Exercise:
Restate the listing below word for word, pictures excluded.

Exercise inputs section start

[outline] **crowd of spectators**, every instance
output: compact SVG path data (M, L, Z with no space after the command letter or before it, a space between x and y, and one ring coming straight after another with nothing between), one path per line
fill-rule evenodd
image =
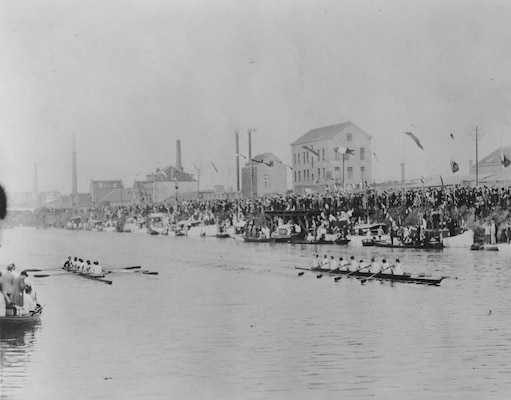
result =
M323 219L337 217L350 210L364 210L371 222L389 219L406 225L400 215L420 211L421 218L435 221L451 218L460 223L462 213L471 210L475 220L484 220L502 210L511 211L511 186L431 187L414 189L375 190L358 192L326 192L285 194L262 198L226 200L182 200L157 204L127 206L96 206L81 210L37 210L39 219L48 214L80 214L84 219L119 220L129 217L147 218L151 213L164 213L172 222L196 220L215 223L218 220L249 220L263 211L320 211ZM359 213L360 214L360 213ZM399 219L398 219L399 218ZM368 221L358 221L368 222Z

Exercise inputs section end

Output below:
[outline] **crowd of spectators**, every instance
output: compact SVG path data (M, L, Z with no space after the command letter or before it, a space between x and y, and one ring coming straight after another with nothing between), one path per line
fill-rule evenodd
image =
result =
M323 219L337 217L350 210L364 210L371 222L389 219L406 225L400 215L420 211L421 218L435 221L451 218L460 223L462 213L471 210L475 220L484 220L502 210L511 211L511 186L431 187L414 189L375 190L358 192L326 192L285 194L262 198L226 200L182 200L157 204L127 206L96 206L81 210L37 210L39 219L48 214L80 214L84 219L119 220L129 217L147 218L151 213L164 213L172 222L196 220L215 223L218 220L249 220L263 211L320 211ZM359 213L360 214L360 213ZM399 219L398 219L399 218ZM368 221L358 221L368 222Z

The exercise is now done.